In the patent claims below, rewrite claim 34, which begins "A method for retrieving data from at least one database," as a brief numbered list of its steps that keeps the main facts.

● **Extract**:
"""
30. The system of claim 21, wherein the one or more search techniques comprise exact string matching and fuzzy string matching.
31. The system of claim 21, wherein the semantic entity extraction agent processes output of the syntactic entity extraction agent with the large language model to generate the database query.
32. The system of claim 21, wherein the entities determined by the semantic entity extraction agent are highly represented in training data used to train the large language model.
33. The system of claim 21, wherein the localized entities determined by the syntactic entity extraction agent are not highly represented in training data used to train the large language model.
34. A method for retrieving data from at least one database, the method comprising:
determining, by a syntactic entity extraction agent, one or more localized entities in a received query input, wherein the syntactic entity extraction agent performs one or more search techniques to match a phrase in the query input with localized entities of a localized database;
determining, by a semantic entity extraction agent, one or more entities in the query input, wherein the semantic entity extraction agent processes the query input and schema information of the localized database with a large language model;
combining the localized entities determined by the syntactic entity extraction agent and the entities determined by the semantic entity extraction agent to generate a combined set of entities;
using the large language model to generate a database query that includes query statements associated with the combined set of entities; and
outputting data representative of the database query.
35. The method of claim 34, wherein:
the query input comprises a natural language prompt received in a user interface; and
outputting data representative of the database query comprises displaying the database query in the user interface.
36. The method of claim 34, further comprising:
querying the localized database with the generated database query to determine a subset of data from the localized database.
37. The method of claim 36, further comprising:
retrieving data indicative of user access settings, wherein the user access settings include data indicative of an authentication for displaying the determined subset of data on a user interface.
38. The method of claim 34, wherein:
the localized database includes data related to a clinical trial.
"""
● **Extracted material**:
"""
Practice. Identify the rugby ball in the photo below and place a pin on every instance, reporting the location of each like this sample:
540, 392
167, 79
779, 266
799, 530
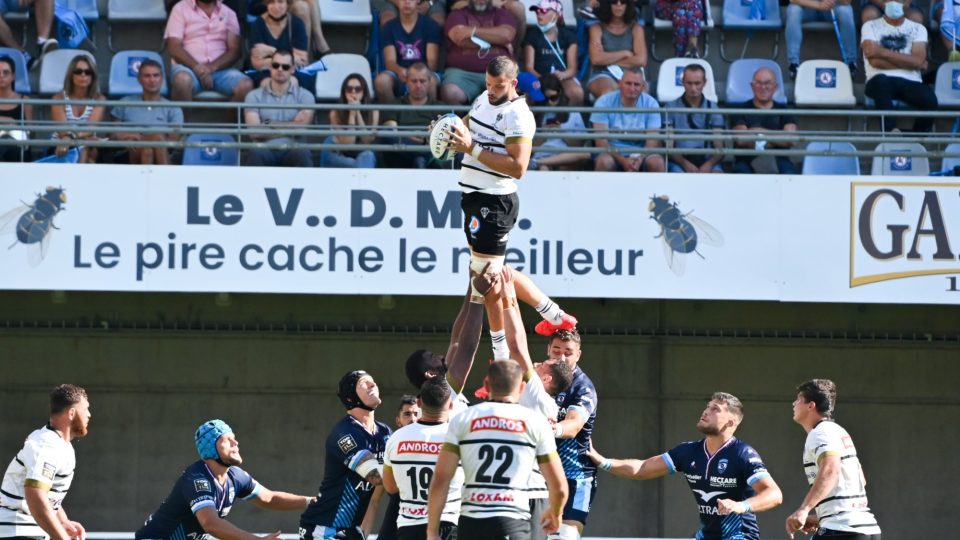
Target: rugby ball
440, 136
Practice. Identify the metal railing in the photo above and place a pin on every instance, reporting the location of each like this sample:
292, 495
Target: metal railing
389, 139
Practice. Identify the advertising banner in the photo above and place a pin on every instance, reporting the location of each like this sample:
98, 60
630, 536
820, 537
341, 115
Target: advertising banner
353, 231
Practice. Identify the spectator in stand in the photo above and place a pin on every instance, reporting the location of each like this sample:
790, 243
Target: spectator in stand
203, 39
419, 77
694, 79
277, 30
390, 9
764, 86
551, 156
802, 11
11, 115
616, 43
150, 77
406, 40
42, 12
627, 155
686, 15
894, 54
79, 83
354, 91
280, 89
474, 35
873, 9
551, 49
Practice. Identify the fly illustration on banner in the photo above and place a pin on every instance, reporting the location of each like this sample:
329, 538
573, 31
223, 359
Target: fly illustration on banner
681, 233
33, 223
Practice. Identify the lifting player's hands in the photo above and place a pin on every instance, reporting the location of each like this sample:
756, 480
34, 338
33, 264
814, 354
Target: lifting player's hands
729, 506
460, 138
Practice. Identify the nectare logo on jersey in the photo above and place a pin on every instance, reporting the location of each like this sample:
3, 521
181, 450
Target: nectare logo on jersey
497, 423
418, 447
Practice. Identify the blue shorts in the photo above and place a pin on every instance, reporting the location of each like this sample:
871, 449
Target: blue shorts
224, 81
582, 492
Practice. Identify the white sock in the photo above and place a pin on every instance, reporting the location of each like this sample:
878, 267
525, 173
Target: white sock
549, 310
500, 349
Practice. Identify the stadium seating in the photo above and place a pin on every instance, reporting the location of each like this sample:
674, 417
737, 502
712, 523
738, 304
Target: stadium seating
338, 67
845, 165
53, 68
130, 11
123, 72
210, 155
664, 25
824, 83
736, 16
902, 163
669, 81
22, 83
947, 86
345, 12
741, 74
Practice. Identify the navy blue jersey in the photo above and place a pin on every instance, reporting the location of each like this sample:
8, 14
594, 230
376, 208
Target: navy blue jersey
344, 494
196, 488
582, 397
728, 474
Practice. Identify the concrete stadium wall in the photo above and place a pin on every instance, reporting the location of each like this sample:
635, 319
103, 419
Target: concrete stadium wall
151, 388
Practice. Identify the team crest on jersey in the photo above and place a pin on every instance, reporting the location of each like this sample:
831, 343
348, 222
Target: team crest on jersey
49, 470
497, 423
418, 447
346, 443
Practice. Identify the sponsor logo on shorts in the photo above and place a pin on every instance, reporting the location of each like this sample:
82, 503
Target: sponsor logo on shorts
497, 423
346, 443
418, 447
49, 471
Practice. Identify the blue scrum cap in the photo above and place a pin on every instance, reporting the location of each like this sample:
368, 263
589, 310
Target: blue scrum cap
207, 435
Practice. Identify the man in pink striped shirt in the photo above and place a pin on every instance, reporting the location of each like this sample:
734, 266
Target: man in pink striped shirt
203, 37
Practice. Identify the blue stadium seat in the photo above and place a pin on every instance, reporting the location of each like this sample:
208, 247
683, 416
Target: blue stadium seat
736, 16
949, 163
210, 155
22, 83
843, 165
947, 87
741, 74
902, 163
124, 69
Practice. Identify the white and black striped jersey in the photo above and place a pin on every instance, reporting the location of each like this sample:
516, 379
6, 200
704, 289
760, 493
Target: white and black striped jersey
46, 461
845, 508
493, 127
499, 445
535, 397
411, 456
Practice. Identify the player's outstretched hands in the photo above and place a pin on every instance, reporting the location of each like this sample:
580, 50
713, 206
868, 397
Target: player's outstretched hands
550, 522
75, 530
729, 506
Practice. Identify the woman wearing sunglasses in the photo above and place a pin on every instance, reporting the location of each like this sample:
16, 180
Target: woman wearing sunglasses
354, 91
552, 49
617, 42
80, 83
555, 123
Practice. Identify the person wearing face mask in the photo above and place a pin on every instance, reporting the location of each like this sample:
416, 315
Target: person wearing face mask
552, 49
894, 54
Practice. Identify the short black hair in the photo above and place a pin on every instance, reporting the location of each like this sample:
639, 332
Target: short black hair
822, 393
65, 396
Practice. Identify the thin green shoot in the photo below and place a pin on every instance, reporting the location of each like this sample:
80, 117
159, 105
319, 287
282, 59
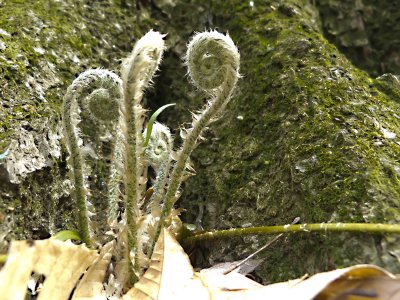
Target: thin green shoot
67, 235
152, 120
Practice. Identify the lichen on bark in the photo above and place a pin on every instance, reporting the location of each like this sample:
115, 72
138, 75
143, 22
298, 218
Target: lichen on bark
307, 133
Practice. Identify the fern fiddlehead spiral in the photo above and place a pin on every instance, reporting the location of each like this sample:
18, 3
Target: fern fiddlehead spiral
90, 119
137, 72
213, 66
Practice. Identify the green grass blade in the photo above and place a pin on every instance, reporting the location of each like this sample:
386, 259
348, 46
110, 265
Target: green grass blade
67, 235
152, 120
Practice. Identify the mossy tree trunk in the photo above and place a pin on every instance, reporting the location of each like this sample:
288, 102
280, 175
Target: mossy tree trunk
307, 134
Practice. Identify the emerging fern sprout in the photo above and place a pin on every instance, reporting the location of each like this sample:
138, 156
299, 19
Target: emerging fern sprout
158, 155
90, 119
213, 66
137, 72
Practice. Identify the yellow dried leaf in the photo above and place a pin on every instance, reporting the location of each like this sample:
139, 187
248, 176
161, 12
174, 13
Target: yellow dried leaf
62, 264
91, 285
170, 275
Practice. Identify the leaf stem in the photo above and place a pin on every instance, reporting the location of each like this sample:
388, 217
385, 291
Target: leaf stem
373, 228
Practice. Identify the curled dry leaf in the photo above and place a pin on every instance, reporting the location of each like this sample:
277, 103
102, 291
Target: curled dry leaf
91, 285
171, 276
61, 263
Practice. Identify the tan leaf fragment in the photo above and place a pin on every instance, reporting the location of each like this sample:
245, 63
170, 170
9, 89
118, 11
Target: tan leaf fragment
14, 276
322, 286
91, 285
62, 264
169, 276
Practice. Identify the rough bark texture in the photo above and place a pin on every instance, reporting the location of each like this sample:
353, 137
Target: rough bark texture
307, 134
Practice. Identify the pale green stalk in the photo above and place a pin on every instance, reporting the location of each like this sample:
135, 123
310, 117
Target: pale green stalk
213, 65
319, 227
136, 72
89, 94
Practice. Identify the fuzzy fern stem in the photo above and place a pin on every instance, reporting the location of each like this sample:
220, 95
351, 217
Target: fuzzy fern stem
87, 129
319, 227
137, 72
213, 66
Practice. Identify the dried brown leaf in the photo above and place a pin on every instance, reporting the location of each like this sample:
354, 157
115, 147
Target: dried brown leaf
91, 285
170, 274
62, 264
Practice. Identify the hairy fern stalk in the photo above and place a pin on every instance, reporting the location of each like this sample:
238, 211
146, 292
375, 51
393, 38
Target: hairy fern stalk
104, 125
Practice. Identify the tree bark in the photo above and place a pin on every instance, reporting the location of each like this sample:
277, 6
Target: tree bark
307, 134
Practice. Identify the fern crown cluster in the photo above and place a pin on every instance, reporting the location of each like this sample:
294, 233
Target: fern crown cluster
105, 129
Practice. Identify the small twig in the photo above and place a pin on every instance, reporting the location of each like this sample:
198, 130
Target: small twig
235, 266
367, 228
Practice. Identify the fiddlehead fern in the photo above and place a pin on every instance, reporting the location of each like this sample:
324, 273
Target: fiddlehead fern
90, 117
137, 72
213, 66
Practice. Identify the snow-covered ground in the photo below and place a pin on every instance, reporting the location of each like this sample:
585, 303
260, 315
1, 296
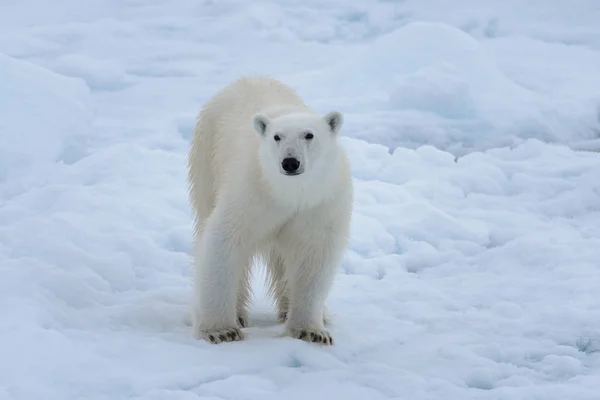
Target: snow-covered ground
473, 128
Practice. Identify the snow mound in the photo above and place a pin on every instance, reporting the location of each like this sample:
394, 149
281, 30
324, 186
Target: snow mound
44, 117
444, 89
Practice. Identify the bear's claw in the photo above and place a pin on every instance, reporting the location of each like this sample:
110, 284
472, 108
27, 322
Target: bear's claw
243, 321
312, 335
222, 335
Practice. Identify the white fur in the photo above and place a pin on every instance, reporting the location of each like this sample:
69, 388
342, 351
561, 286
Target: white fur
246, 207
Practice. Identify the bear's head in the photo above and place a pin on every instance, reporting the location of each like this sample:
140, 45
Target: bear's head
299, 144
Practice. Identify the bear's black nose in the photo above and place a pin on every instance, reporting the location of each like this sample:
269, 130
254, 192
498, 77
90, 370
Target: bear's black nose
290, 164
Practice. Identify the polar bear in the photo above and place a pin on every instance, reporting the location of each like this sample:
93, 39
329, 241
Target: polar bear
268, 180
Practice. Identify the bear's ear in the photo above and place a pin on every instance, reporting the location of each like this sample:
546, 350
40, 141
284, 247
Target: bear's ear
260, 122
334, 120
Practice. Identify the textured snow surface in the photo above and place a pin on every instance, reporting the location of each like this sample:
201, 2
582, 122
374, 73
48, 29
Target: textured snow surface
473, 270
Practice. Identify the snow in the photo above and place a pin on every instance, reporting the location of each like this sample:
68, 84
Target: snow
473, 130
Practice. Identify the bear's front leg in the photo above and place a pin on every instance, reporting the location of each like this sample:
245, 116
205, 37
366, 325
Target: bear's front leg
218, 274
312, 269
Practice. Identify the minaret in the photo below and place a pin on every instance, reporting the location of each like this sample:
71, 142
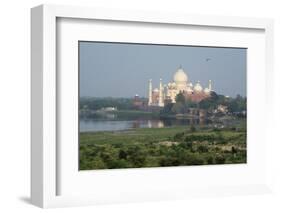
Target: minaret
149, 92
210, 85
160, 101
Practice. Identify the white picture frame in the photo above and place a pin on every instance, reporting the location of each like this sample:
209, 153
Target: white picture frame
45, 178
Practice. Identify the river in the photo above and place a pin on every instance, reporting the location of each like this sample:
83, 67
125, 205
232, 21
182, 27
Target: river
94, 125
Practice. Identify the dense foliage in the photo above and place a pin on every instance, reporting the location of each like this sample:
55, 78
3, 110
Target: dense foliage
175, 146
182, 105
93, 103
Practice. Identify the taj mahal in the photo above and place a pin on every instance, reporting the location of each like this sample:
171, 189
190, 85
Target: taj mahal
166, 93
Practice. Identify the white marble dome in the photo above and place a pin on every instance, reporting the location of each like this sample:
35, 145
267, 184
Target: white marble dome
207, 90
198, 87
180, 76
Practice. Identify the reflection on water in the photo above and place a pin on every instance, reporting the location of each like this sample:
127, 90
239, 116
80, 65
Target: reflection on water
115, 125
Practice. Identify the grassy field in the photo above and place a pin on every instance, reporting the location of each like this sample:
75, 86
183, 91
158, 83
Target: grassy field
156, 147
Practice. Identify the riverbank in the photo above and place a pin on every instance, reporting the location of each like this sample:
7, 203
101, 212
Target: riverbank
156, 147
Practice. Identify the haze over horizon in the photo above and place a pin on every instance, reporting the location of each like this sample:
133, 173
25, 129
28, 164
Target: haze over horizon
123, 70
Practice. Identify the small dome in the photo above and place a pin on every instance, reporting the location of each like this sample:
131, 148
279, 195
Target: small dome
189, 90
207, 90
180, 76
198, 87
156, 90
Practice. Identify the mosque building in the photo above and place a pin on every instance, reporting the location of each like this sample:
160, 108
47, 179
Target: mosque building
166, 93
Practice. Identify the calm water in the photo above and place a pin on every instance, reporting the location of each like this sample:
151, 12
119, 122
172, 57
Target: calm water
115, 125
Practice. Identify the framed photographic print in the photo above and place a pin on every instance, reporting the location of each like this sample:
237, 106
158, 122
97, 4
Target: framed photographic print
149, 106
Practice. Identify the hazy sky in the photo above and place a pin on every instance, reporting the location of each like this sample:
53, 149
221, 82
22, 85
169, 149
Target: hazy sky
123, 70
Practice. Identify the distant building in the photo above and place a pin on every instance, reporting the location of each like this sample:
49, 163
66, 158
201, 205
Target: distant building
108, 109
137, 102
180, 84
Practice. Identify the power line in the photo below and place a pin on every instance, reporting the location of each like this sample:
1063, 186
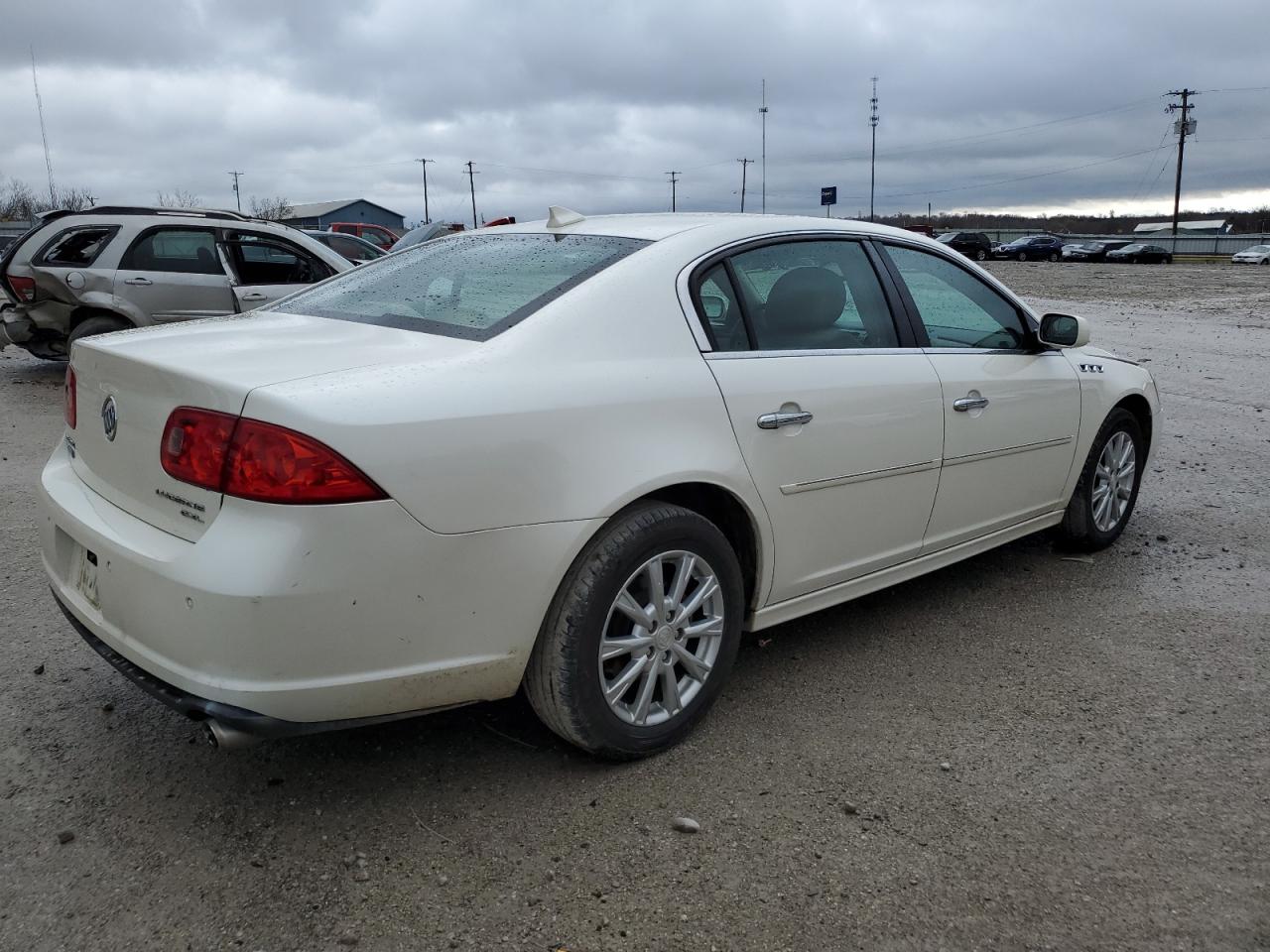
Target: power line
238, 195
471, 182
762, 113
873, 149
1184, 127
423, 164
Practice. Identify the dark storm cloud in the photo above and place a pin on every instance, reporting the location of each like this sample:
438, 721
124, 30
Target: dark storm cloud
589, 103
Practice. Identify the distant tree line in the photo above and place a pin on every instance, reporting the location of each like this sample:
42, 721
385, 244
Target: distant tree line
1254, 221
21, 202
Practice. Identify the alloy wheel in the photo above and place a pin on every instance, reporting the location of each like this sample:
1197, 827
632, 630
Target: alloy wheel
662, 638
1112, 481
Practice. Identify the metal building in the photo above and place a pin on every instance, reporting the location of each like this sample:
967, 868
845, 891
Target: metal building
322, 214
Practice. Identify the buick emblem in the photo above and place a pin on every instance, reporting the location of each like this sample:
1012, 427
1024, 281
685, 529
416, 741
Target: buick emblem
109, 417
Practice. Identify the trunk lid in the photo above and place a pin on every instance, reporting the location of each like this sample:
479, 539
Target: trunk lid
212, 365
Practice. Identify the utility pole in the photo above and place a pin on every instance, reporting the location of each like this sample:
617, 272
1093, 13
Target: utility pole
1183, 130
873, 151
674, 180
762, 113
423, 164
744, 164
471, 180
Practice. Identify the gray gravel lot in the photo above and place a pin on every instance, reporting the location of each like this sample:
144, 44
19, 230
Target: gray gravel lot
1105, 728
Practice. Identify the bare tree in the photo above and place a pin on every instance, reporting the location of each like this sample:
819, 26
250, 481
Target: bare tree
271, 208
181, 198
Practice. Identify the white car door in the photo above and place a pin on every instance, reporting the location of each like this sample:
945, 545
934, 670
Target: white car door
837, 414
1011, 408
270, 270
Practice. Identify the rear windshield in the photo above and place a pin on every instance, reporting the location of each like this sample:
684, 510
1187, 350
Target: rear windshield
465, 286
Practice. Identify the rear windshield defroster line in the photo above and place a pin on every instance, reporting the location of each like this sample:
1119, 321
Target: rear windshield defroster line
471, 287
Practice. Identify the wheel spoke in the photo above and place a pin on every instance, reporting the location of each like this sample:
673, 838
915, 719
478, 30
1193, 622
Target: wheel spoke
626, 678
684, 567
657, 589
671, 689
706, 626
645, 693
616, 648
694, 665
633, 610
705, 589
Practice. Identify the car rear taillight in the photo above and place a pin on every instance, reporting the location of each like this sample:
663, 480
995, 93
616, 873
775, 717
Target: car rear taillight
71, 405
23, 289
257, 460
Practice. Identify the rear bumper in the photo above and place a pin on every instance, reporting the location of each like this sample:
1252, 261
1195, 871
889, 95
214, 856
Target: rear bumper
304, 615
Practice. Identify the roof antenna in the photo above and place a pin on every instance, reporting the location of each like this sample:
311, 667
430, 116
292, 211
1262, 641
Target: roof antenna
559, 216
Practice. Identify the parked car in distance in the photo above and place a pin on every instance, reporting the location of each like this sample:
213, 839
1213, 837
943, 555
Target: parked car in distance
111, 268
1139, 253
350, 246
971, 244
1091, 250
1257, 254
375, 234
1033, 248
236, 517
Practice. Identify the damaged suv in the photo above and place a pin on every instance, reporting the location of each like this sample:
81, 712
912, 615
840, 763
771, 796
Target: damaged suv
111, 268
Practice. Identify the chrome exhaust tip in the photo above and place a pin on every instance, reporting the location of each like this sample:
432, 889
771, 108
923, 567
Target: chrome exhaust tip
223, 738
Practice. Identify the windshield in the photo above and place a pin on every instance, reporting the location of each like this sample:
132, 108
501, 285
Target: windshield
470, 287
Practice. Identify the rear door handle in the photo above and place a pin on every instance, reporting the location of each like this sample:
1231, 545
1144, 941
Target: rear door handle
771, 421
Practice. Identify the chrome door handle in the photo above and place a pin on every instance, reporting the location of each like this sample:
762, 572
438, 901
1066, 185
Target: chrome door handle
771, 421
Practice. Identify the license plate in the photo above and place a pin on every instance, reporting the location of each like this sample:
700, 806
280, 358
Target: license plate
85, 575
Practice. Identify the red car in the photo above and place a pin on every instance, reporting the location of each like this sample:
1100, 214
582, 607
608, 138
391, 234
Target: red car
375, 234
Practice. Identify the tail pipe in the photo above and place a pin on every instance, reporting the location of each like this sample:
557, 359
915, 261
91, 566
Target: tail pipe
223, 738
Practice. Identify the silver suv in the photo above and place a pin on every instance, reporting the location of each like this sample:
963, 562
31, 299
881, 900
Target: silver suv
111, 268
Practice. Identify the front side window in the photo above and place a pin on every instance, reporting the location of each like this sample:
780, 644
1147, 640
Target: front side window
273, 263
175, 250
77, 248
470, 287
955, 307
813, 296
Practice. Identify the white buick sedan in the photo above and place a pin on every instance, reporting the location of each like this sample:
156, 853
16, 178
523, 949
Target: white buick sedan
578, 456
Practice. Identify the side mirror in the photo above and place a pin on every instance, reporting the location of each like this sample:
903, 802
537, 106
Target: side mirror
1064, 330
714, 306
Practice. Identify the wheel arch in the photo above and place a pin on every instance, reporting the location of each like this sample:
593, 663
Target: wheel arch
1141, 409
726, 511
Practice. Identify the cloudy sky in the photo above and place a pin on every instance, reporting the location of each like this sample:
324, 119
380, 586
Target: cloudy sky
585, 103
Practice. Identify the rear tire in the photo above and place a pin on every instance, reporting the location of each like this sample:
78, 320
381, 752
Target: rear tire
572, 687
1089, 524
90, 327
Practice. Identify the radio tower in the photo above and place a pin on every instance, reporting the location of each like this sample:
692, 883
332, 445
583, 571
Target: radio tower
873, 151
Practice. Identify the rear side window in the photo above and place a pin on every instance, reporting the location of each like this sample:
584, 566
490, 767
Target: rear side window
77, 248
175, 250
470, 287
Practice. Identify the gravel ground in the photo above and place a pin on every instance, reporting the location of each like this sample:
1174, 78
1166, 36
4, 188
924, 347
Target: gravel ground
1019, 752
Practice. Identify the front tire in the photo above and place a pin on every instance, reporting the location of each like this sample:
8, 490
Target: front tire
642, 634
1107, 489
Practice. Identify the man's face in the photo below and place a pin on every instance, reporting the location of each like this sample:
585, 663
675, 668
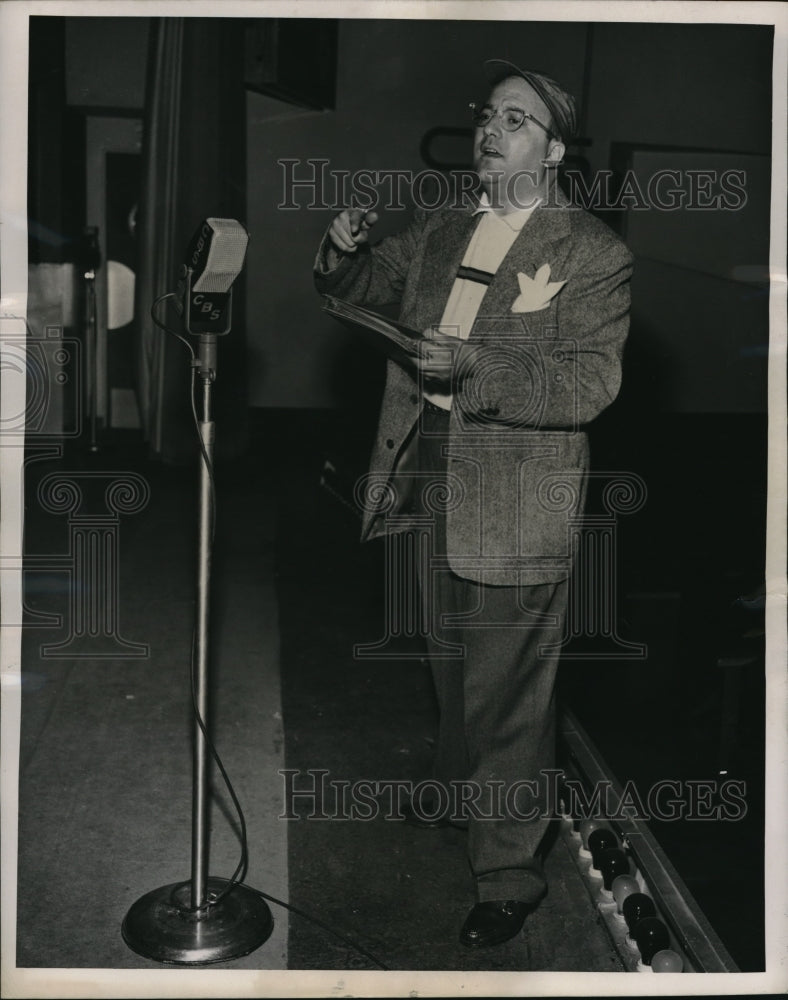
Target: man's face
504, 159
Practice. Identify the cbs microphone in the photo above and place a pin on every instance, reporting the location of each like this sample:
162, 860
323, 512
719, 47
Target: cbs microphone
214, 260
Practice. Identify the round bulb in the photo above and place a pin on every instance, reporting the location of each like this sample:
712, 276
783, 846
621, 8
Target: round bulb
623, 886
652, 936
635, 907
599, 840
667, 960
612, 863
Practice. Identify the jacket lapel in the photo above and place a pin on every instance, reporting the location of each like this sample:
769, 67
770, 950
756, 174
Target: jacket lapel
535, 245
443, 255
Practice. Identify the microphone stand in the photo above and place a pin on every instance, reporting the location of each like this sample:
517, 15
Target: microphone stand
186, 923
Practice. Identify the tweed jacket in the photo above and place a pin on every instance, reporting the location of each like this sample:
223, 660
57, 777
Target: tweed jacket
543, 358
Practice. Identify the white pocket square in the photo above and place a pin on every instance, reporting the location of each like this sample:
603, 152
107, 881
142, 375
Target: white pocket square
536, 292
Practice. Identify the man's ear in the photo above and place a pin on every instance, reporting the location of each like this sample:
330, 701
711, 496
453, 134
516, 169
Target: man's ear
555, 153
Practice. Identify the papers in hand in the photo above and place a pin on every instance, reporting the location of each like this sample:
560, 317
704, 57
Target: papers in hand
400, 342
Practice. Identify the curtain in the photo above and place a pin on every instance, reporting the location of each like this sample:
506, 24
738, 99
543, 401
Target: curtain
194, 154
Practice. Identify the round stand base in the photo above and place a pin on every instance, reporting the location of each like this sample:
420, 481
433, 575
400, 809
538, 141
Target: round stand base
"""
● **Expected answer**:
Method for retrieving data from at least one database:
1. A syntactic entity extraction agent finds localized entities in a received query input by using search techniques to match a phrase in the input with entities of a localized database.
2. A semantic entity extraction agent finds entities in the query input by processing the input and the localized database's schema information with a large language model.
3. The entities from both agents are combined into one set.
4. The large language model generates a database query containing query statements associated with that combined set.
5. Data representative of the database query is output.